United States District Court, D. New Mexico

March 15, 2019




         In this dispute over the calculation of royalty payments for natural gas produced under certain oil and gas leases, Gerald Ulibarri and White River Royalties, LLC (Plaintiffs) allege that Defendant Southland Royalty Company, LLC (Southland) employs a method of calculating royalty payments that violates their lease agreements. Before considering this contract interpretation dispute, however, the Court must rule on Plaintiffs' motion to certify their proposed class. Plaintiffs argue that there are hundreds of individuals and entities with interests in oil and gas lease agreements that are similarly breached every time Southland deducts certain post-production costs from their royalty payments. Southland counters that determining whether an individual's royalty payment is correctly calculated requires an individualized assessment of each lease and the relevant wells and market conditions.

         Southland has proffered an expert witness, Kris Terry, to opine on the customs, practices, usage of terms, and historical context that inform lease provisions in the oil and gas industry. Plaintiffs argue that her expert testimony amounts to no more than legal conclusions and impermissible opinions on contract interpretation that are not relevant to class certification issues. Plaintiffs urge the Court to exclude the entirety of her testimony from an upcoming class certification hearing and the Court's consideration of the certification issue. Having considered the submissions of the parties, the record, and relevant law, the Court will deny Plaintiffs' motion to exclude Ms. Terry's expert testimony from the class certification hearing.

         I. Background[1]

         A. The Underlying Complaint and Proposed Class

         Southland produces natural gas from various “gas only” wells in New Mexico. (Doc. 99 at 3.) Southland produces this gas and related natural gas products pursuant to the lessee's interest it holds in numerous oil and gas lease agreements that it acquired through assignment from Energen Resources Corporation on January 1, 2015. (See id.; see also Doc. 106 at 11.) These lease agreements contain provisions providing that individuals and entities holding the lessor's interest shall be paid royalties on natural gas production. (See Doc. 99 at 3.) Production, treatment, and processing of natural gas yields natural gas residue, natural gas liquids, and condensate. (Id. at 7 (“[a]fter treatment and processing, the gas . . . is converted into residue gas, natural gas liquids and condensate, [which] are then sold to third party purchasers”).) The named plaintiffs have lessor's interests in several lease agreements under which Southland produces natural gas. (Id. at 3-4.)

* [Given exercise 1] Select every line of the records that contains the string "bell", matching case exactly.

* [Exercise data]
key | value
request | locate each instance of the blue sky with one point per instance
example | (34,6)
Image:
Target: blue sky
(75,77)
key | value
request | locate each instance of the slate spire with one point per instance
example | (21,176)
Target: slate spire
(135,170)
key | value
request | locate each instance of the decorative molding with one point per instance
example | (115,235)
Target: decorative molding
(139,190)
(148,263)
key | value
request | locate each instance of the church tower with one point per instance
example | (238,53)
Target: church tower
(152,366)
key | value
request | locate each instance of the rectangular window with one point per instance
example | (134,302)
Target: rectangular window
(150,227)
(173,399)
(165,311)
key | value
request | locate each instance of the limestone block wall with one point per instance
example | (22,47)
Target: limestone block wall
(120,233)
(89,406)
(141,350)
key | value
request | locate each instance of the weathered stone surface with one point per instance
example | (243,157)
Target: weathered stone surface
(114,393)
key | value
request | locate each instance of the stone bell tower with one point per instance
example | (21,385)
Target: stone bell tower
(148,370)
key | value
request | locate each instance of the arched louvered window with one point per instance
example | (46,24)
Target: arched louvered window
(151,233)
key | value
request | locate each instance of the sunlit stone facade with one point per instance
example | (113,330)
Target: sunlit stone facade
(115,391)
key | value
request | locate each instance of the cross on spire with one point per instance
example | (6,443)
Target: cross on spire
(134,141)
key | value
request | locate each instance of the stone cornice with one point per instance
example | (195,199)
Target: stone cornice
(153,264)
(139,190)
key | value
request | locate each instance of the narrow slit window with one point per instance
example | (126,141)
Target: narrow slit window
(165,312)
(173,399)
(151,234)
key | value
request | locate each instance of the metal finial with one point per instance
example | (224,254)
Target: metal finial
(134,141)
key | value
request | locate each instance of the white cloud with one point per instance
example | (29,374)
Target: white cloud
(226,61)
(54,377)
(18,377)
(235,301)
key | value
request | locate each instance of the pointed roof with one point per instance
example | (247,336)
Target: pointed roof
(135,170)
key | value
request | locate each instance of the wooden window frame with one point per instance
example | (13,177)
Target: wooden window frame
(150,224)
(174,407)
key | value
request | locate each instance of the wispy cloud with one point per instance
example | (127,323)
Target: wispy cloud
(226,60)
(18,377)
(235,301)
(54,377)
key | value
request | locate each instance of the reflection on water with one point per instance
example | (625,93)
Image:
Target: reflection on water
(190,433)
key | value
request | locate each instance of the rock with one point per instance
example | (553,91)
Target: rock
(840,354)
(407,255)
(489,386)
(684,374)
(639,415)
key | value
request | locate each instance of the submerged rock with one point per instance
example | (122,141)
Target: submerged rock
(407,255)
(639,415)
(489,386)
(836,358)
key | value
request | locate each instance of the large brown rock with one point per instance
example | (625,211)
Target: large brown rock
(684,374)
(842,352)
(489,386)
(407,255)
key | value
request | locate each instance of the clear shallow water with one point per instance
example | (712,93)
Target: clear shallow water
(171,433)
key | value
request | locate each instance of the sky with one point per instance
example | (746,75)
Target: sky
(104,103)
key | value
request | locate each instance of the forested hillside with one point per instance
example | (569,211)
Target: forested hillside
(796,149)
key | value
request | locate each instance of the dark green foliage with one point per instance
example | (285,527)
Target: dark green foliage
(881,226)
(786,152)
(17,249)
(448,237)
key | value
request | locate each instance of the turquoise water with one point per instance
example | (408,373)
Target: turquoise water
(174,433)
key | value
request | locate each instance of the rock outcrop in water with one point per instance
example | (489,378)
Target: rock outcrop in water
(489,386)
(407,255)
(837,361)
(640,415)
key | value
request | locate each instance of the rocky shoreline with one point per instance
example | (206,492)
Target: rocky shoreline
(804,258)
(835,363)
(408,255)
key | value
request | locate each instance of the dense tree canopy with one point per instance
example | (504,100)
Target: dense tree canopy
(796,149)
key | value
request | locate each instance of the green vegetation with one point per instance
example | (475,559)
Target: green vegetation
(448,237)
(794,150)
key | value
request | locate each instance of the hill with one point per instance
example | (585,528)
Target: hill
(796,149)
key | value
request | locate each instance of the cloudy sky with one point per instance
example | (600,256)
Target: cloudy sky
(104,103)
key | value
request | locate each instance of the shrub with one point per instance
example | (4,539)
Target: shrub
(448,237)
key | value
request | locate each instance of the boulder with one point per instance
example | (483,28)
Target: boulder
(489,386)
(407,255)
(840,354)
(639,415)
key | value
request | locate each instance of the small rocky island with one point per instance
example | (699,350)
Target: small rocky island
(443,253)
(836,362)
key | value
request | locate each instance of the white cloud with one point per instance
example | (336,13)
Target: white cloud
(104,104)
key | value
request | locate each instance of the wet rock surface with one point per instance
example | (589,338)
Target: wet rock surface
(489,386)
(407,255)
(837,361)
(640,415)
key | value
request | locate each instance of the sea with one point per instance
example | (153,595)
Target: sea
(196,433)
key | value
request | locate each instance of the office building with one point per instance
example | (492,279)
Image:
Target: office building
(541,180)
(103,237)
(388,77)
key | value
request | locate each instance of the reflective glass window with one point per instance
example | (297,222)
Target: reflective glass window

* [Given exercise 2] According to the court opinion, from which company did Southland acquire its lessee's interest in the oil and gas lease agreements, and on what date?

* [Correct answer 1]
request | locate each instance of the stone bell tower with one point per instance
Target: stone bell tower

* [Correct answer 2] Southland acquired it through assignment from Energen Resources Corporation on January 1, 2015.